Task requirements: Write out the stretch from the line that contains "Task: indicate every instance of the black" through the line that contains "[(619, 736), (816, 316)]" again, replacing "coaster" with "trivet" and keeping everything else unchanged. Leave out the pictures.

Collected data

===

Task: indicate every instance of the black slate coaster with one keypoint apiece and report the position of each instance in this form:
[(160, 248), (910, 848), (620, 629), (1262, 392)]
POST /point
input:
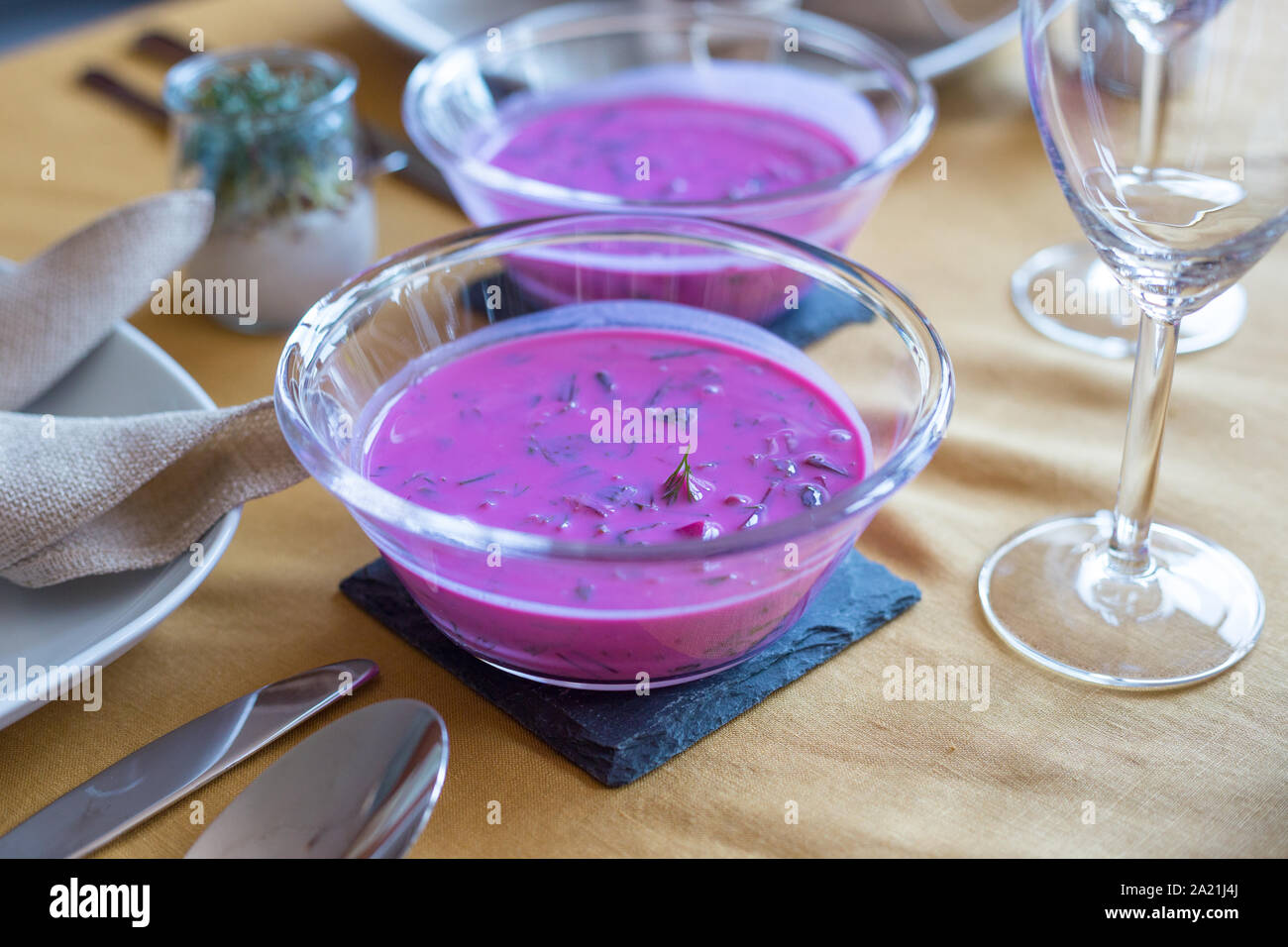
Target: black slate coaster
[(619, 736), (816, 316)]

===

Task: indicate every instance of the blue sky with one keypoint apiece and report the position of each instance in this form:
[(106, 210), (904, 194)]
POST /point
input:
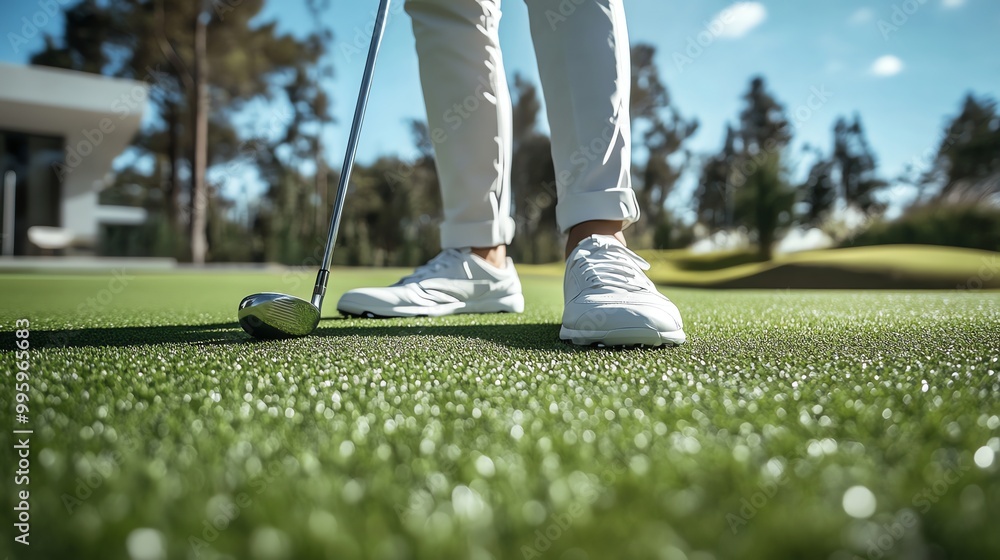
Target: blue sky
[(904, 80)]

===

The solution:
Task: indicate every instance of the black slate trivet with one keypoint apiece and report the position of each instance in this form:
[(160, 248), (910, 848), (620, 629), (1262, 392)]
POST /point
input:
Target: black slate trivet
[(619, 736), (816, 316)]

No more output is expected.